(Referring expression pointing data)

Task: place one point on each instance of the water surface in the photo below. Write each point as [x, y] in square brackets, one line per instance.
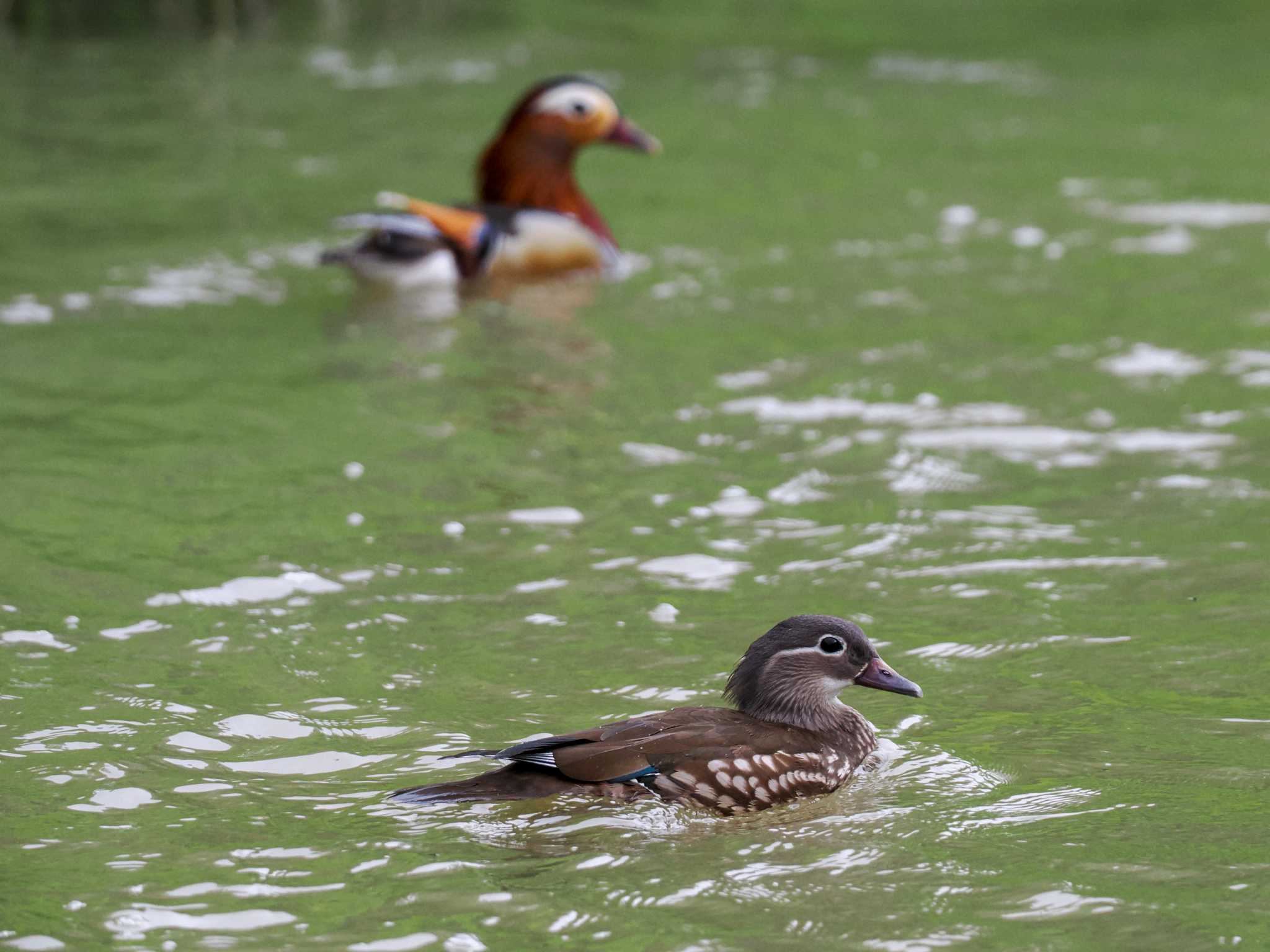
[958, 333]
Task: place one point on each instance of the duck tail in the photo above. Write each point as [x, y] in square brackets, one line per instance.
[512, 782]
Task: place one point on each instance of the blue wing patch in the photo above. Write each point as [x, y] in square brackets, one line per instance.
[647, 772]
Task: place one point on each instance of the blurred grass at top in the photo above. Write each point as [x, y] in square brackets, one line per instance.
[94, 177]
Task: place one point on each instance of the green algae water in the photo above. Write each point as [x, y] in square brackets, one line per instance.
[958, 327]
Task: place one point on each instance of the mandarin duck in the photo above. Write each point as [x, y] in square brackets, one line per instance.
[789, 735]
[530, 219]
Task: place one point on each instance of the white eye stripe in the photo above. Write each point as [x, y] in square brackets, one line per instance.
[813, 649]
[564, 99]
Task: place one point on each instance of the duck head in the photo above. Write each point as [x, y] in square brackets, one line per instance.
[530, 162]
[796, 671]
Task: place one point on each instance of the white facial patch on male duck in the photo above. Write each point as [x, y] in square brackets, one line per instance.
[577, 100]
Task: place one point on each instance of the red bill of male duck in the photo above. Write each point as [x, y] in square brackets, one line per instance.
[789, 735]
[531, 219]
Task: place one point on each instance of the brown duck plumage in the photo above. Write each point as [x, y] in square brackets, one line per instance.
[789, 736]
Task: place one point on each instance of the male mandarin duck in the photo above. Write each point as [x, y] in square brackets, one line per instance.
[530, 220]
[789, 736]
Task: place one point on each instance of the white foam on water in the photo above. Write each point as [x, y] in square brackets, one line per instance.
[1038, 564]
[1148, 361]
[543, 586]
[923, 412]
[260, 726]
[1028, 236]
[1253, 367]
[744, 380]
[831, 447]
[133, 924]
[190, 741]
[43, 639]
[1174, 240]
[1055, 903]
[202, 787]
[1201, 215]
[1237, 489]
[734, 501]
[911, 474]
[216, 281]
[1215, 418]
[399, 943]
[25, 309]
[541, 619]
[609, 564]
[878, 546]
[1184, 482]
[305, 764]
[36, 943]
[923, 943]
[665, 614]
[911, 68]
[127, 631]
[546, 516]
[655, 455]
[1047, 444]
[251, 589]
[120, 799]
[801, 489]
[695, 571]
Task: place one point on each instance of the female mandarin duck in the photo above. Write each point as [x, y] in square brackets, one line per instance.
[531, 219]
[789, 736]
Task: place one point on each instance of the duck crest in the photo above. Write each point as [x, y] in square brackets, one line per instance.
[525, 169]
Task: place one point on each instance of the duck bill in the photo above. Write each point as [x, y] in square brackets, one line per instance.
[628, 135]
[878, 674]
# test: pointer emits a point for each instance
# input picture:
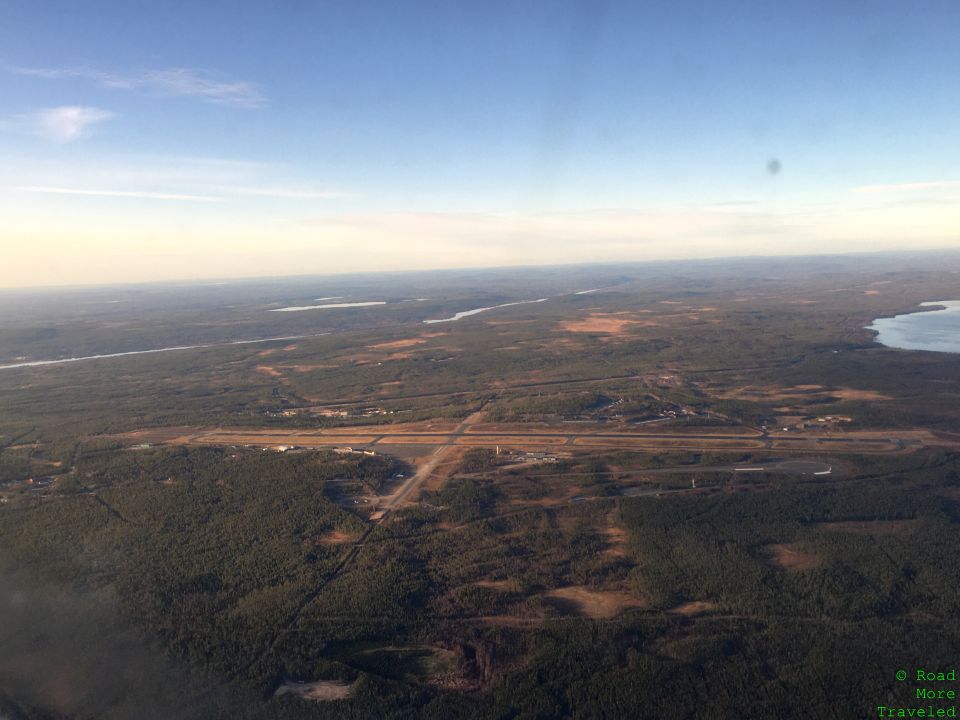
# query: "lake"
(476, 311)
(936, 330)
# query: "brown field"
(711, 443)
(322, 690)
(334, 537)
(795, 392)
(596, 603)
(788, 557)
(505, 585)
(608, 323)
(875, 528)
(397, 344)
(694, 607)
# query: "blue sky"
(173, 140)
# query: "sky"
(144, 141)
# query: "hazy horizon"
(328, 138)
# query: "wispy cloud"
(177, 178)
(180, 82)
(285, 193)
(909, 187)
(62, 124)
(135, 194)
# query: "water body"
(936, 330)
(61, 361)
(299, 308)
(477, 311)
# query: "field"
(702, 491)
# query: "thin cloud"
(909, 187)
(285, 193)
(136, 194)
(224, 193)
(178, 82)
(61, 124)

**What you need to do:** Please copy every entry exactly, without the pictures.

**Worked solution:**
Task: place one point on each instance of the water surface in the photo below. Write each point as [x, y] in square brackets, one line per instance.
[958, 333]
Task: place one point on each instance of the duck tail in the photo above. Write each point as [x, y] in square brackets, one line per instance.
[512, 782]
Task: place one point on each instance of the blue wing patch in the photo above. Write each point as [x, y] in square brackets, one line per instance.
[647, 772]
Task: place one point on each instance of the blurred grass at top in the photo above. Write each point as [x, y] in square brackets, one line per instance.
[94, 177]
Task: place one point on each instance of the green algae water in the photo above. Write each point as [x, y] in square brackets, one line per instance.
[958, 327]
Task: place one point on each instance of the mandarin duck in the photo above. Write each point as [x, y] in square brackets, one line per instance.
[789, 735]
[530, 219]
Task: place one point on each instance of the white eye stripe in the photo above. Write each point as [x, y] in square brackets, one line per instance.
[813, 649]
[564, 99]
Task: place one point on each instance of the duck head in the photo above. Write each point as [x, y] in square brackets, one line per instance.
[530, 162]
[796, 671]
Task: place one point on each instance of the white facial patch on male duck in the photo above. Write each point as [x, y] in square brackets, one line per instance.
[577, 100]
Task: place one point on each instance of the red bill of male duck in the photo above. Write each point as [x, y] in square brackets, one line per instance.
[789, 735]
[531, 219]
Task: place one point on each instance of the brown duck plumage in the photo above. Write each point as [x, y] in square brackets, one line per instance.
[789, 736]
Task: place one point on each instance of the male mandarin duck in the photo above. Write each point as [x, y] in square brackets, one line per instance.
[530, 220]
[789, 736]
Task: place one point on each instance of the white foam on water in the photo above. Write each point as [x, y] in square brackets, one line per instance.
[1038, 564]
[1148, 361]
[543, 586]
[923, 412]
[260, 726]
[1028, 236]
[1253, 367]
[744, 380]
[831, 447]
[133, 924]
[190, 741]
[43, 639]
[1174, 240]
[1055, 903]
[202, 787]
[1201, 215]
[1237, 489]
[734, 501]
[911, 474]
[216, 281]
[1215, 418]
[399, 943]
[25, 309]
[541, 619]
[609, 564]
[878, 546]
[1184, 482]
[305, 764]
[36, 943]
[923, 943]
[665, 614]
[911, 68]
[127, 631]
[546, 516]
[655, 455]
[1047, 444]
[251, 589]
[120, 799]
[801, 489]
[695, 571]
Task: place one point on each instance of the female mandarin duck in the photo above. Write each point as [x, y] in square brackets, one line per instance.
[531, 219]
[789, 736]
Task: place one point on each instance of the duck crest in the photo above. Write each point as [x, y] in square brackets, one line per instance.
[525, 169]
Task: place one point on each instance of the duck bill in the photo above. Write each point as [x, y] in square brackets, one line per instance.
[628, 135]
[878, 674]
# test: pointer emits a point for each instance
# input picture:
# query: "lake"
(476, 311)
(936, 330)
# query: "brown field"
(711, 443)
(322, 690)
(334, 537)
(795, 392)
(596, 603)
(788, 557)
(505, 585)
(608, 323)
(875, 528)
(397, 344)
(694, 607)
# query: "blue sky"
(173, 140)
# query: "sky"
(144, 141)
# query: "hazy horizon"
(328, 138)
# query: "wispy cloud"
(177, 178)
(180, 82)
(285, 193)
(909, 187)
(62, 124)
(135, 194)
# query: "water body"
(936, 330)
(61, 361)
(299, 308)
(477, 311)
# query: "field"
(702, 491)
# query: "thin cloud"
(909, 187)
(285, 193)
(136, 194)
(224, 193)
(178, 82)
(61, 124)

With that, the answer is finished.